» SOURCE TEXT:
*** Block opens ***

Mr Halford has now become a hate figure of the anti-hunt lobby. He has to be escorted home by police after hunting. He said: “I get death threats and they have also threatened to kill my horses. They have videoed me, pushed me along and jostled me to the ground and they have also blocked my vehicles. They talk about rights and liberties but many of them are just hooligans and terrorists.”
He was also shocked by their intolerance when they learnt that he was homosexual. “They gave me a lot of grief for it. They even accused me of being a grass or working for the Special Branch. Yet with the hunting crowd I am openly gay and people are very welcoming of me and my partner Robert.”
Mr Halford is now in discussion with the Countryside Alliance to set up an organisation to encourage gay men and women to join hunts.
He said that his change of heart was because he no longer considered hunting to be cruel. “The fox is killed instantly and I believe it is a humane killing. I have seen many worse sights where foxes have been left injured after being shot and were riddled with gangrene. But when you’re hunting you kill it or you don’t.”
Mr Halford said that he become sickened by the attitudes of hunt saboteurs. “I was interested all the time in the welfare of the fox. But there were so many people involved in animal rights who didn’t seem to be interested in the animal issue. They were class-war anarchists and they thought it was all about toffs versus the rest.”
As a teenager in Leamington Spa, Mr Halford became involved with anti-field sport groups. He turned out regularly in his combat jacket, balaclava and boots and packed into a minibus for weekend “sabbing” trips. By his mid-twenties he had served on the national committee of the Hunt Saboteurs Association.
He admitted that he was never really comfortable with its lawlessness and tried to persuade its members to drop their violence for more tactical campaigning on animal welfare grounds. Nevertheless, he found himself drawn into action. “I’ve been arrested, spent a night in a cell and been involved in minor public order offences and affray.”

*** Block closes ***

» PROBLEM 1: In the article about Mr Halford, condense the paragraph beginning "As a teenager in Leamington Spa" into a short bulleted list that keeps its main facts.
» PROBLEM 2: Carry the article about Mr Halford forward with the next few sentences, picking up after its final line.

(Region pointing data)

*** Block opens ***

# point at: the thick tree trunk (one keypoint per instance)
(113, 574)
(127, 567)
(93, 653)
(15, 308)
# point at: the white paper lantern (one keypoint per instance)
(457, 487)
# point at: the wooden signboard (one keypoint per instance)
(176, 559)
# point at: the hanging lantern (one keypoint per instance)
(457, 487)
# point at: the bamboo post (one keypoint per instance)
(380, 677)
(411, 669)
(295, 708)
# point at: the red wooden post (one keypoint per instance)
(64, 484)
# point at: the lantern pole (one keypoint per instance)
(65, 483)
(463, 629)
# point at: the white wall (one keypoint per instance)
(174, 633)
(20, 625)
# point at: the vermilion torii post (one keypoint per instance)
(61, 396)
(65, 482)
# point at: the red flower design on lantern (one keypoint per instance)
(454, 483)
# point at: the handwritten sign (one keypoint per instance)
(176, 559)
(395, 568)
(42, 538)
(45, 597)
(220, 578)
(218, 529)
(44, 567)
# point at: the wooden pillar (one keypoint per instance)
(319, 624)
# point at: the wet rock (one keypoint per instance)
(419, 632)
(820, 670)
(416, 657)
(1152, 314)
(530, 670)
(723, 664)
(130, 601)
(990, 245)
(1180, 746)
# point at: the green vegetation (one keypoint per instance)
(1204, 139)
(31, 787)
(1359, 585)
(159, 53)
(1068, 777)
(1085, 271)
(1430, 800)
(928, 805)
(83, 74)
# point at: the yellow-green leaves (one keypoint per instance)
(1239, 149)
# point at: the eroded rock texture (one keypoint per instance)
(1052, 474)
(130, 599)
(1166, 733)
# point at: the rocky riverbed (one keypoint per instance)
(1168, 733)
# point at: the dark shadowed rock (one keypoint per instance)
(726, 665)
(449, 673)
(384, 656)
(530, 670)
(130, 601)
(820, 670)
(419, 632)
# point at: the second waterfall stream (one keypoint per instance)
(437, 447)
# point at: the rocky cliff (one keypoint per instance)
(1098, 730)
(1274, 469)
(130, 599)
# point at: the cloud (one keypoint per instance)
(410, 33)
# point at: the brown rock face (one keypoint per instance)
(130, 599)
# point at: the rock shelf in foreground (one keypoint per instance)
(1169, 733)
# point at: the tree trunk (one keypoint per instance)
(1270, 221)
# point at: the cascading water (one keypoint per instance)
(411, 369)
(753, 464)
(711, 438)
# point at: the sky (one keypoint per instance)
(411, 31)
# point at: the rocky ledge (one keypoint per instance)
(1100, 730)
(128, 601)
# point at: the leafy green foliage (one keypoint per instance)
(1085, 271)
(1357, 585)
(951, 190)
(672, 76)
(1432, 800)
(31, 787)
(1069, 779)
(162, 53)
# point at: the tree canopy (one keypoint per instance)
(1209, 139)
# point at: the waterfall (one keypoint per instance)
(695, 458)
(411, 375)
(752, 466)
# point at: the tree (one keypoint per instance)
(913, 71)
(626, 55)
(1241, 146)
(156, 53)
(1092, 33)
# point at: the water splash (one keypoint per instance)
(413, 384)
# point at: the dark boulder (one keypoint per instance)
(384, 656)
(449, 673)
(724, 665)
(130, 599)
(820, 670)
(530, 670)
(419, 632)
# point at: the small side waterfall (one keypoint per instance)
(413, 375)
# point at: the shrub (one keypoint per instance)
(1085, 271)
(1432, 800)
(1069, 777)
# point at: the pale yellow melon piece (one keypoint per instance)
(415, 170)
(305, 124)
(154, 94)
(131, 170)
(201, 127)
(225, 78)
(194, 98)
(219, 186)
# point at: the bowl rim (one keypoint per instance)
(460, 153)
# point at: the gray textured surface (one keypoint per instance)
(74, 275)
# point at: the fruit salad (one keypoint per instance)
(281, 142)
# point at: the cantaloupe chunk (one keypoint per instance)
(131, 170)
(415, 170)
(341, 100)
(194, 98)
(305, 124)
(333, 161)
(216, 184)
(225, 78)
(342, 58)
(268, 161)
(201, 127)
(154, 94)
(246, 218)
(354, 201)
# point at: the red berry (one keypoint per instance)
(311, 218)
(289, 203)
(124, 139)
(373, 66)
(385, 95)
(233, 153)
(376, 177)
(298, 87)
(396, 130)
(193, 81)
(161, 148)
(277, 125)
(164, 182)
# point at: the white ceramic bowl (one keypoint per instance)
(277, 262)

*** Block closes ***

» TASK OUTPUT 1:
- As a teenager in Leamington Spa, Mr Halford joined anti-field sport groups.
- He went regularly on weekend "sabbing" trips by minibus, wearing a combat jacket, balaclava and boots.
- By his mid-twenties he had served on the national committee of the Hunt Saboteurs Association.

» TASK OUTPUT 2:
He recalled the weekly meetings to plan the disruption of hunts. “Basically the attitude was, ‘Let’s go get them’. Many were very violent and quite unpleasant. We would turn up at a hunt and shout filthy abuse and throw stones at the riders.
“It was often very scary and you trod a fine line between getting into trouble with the police or just causing lots of problems for the hunt.
“I remember people slashing tyres and scratching cars or causing damage to hunt property. Two or three times we blocked kennels and I even had my photo on the front page of a local paper wearing a balaclava and carrying a big stick.”
Most of his activity was directed against the Warwickshire Hunt but he received some punches, too, from irate huntsmen. He eventually became disillusioned with the “sabs” and grew tired of meeting in “dark grungy pubs”.
He said: “Most of the others were filthy even though they came from good homes. They were rebels with too many causes. There were some genuine types but most had chips on their shoulders. They were a bunch of left-wing anarchists who were students or unemployed. Most of them were spongers.”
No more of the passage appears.